◆ **OPDRACHTEN**:
A - Schrijf uit de leestekst over 3D-geprint voedsel letterlijk over van "Voedsel op maat" tot "mee geholpen zijn.".
B - Noem alle soorten instellingen die volgens de leestekst over 3D-geprint voedsel experimenteren met 3D printed food.

◆ **LEESTEKST**:
-*-*-
Voedsel op maat met 3D food

Restaurants, ziekenhuizen en verzorgingshuizen experimenteren met  ‘3D printed food’.  Met een 3D printer kun je aan voedsel een andere samenstelling geven en je kunt het in elke gewenste vorm gieten. Daar kunnen mensen met een slikprobleem of allergie mee geholpen zijn.

‘Met een printer die we nauwkeurig afstellen, bouwen we voedsel laag voor laag op. Je kunt elk voedselproduct als basis nemen. Als het maar vloeibaar is’, zegt Frits Hoff van ByFlow, fabrikant van 3D printers. ‘We voegen daarom soms een extra bestanddeel  toe, dat verder geen smaak heeft, maar er wel voor zorgt dat het product door de printer kan.’

Slikbeperking
Op die manier kun je met een 3D printer voedsel volledig personaliseren, in vorm en smaak. Wortels kunnen zo ontworpen worden dat ze goed te kauwen zijn, zonder dat ze doorgekookt zijn. Mensen met een speciaal dieet of met een slikbeperking hebben straks meer keuze en het is gezond. Met de 3D printer kun je ook de hoeveelheid calorieën en de samenstelling van voedingsstoffen regelen, extra vitaminen toevoegen en zout- of suikergehalte exact instellen. Ook eiwitten uit algen of insecten kunnen veranderen in smakelijke producten met herkenbare structuren. Datzelfde geldt voor weggegooide groenten, waar een 3D printer nog eetbare producten van kan maken.

Exclusieve restaurants
3D geprint voedsel doet het ook goed in exclusieve restaurants. Vooral cateraars, banketbakkerijen en supermarkten tonen belangstelling. ‘Is het nu nog vooral iets dat in kleine hoeveelheden wordt gemaakt voor het hogere segment in de markt, straks moet het normaal worden om in de grotere supermarktfilialen ter plekke je eigen taarttopping in 3D te laten printen’, aldus Hoff.   

Foto: TNO

Nanovoedsel: manipulatie met allerkleinste deeltjes

Met nanotechnologie kun je de structuur en smaak van bijvoorbeeld vlees goed nabootsen. ‘Nepvlees’ gemaakt met nanotechnologie bestaat voor een groot deel uit plantaardige eiwitten. Het 'vlees' wordt in een machine gevormd en heeft een vezelachtige karakter, een belangrijk kenmerk van vlees.
-*-*-
◆ **AANGELEVERDE GEGEVENS**:
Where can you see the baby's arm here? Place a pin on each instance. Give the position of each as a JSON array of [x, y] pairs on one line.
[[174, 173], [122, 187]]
-*-*-
◆ **ANTWOORDEN**:
A -
Voedsel op maat met 3D food

Restaurants, ziekenhuizen en verzorgingshuizen experimenteren met  ‘3D printed food’.  Met een 3D printer kun je aan voedsel een andere samenstelling geven en je kunt het in elke gewenste vorm gieten. Daar kunnen mensen met een slikprobleem of allergie mee geholpen zijn.

B - Restaurants, ziekenhuizen en verzorgingshuizen.